-- start of DATA --
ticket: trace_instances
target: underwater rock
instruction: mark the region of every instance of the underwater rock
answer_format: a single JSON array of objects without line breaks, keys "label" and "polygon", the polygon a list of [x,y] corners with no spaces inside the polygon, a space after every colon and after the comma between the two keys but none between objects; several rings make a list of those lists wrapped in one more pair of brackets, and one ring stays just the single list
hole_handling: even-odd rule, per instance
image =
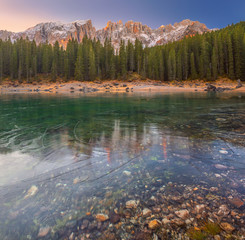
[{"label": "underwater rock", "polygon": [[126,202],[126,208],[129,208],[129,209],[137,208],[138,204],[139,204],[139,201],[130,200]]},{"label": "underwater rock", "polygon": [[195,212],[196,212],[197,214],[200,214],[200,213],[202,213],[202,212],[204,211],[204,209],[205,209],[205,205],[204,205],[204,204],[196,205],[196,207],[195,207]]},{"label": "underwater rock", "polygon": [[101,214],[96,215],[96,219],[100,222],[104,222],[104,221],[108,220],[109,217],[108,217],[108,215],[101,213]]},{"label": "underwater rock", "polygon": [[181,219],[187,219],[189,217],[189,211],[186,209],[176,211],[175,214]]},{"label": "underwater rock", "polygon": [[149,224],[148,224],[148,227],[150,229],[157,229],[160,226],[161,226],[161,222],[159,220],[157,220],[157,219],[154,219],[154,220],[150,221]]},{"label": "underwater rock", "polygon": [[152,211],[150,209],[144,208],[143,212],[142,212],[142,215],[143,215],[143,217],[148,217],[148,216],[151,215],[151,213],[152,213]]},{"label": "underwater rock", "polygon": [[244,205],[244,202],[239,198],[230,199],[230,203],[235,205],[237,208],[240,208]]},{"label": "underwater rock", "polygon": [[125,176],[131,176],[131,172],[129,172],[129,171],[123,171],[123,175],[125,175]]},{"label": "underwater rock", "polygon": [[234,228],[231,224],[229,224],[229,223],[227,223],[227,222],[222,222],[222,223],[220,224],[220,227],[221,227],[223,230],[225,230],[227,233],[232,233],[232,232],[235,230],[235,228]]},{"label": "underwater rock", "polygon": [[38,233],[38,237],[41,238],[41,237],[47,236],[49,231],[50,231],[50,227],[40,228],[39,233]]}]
-- end of DATA --
» SHORT PROBLEM:
Reproduce the data above word for word, omitting the picture.

» FINISHED TASK:
ticket: trace_instances
target: underwater rock
instruction: mark the region of every instance of the underwater rock
answer_format: a single JSON array of objects without line breaks, keys "label" and "polygon", the polygon a list of [x,y] corners with no spaces inside the polygon, a space after every colon and after the comma between the two keys but none between objects; several rings make a list of those lists wrapped in one more pair of brackets, and one ring stays just the single list
hole_handling: even-odd rule, per instance
image =
[{"label": "underwater rock", "polygon": [[126,202],[126,208],[129,208],[129,209],[137,208],[138,204],[139,204],[139,201],[130,200]]},{"label": "underwater rock", "polygon": [[195,212],[196,212],[197,214],[200,214],[200,213],[202,213],[202,212],[204,211],[204,209],[205,209],[205,205],[204,205],[204,204],[196,205],[196,207],[195,207]]},{"label": "underwater rock", "polygon": [[101,214],[96,215],[96,219],[100,222],[104,222],[104,221],[108,220],[109,217],[108,217],[108,215],[101,213]]},{"label": "underwater rock", "polygon": [[181,219],[187,219],[189,217],[189,211],[186,209],[176,211],[175,214]]},{"label": "underwater rock", "polygon": [[149,224],[148,224],[148,227],[150,229],[157,229],[160,226],[161,226],[161,222],[159,220],[157,220],[157,219],[154,219],[154,220],[150,221]]},{"label": "underwater rock", "polygon": [[152,211],[150,209],[144,208],[143,212],[142,212],[142,215],[143,215],[143,217],[148,217],[148,216],[151,215],[151,213],[152,213]]},{"label": "underwater rock", "polygon": [[244,205],[244,202],[239,198],[230,199],[230,203],[235,205],[237,208],[240,208]]},{"label": "underwater rock", "polygon": [[125,176],[131,176],[131,172],[129,172],[129,171],[123,171],[123,175],[125,175]]},{"label": "underwater rock", "polygon": [[234,228],[231,224],[229,224],[229,223],[227,223],[227,222],[222,222],[222,223],[220,224],[220,227],[221,227],[223,230],[225,230],[227,233],[232,233],[232,232],[235,230],[235,228]]},{"label": "underwater rock", "polygon": [[38,233],[38,237],[41,238],[41,237],[47,236],[49,231],[50,231],[50,227],[40,228],[39,233]]}]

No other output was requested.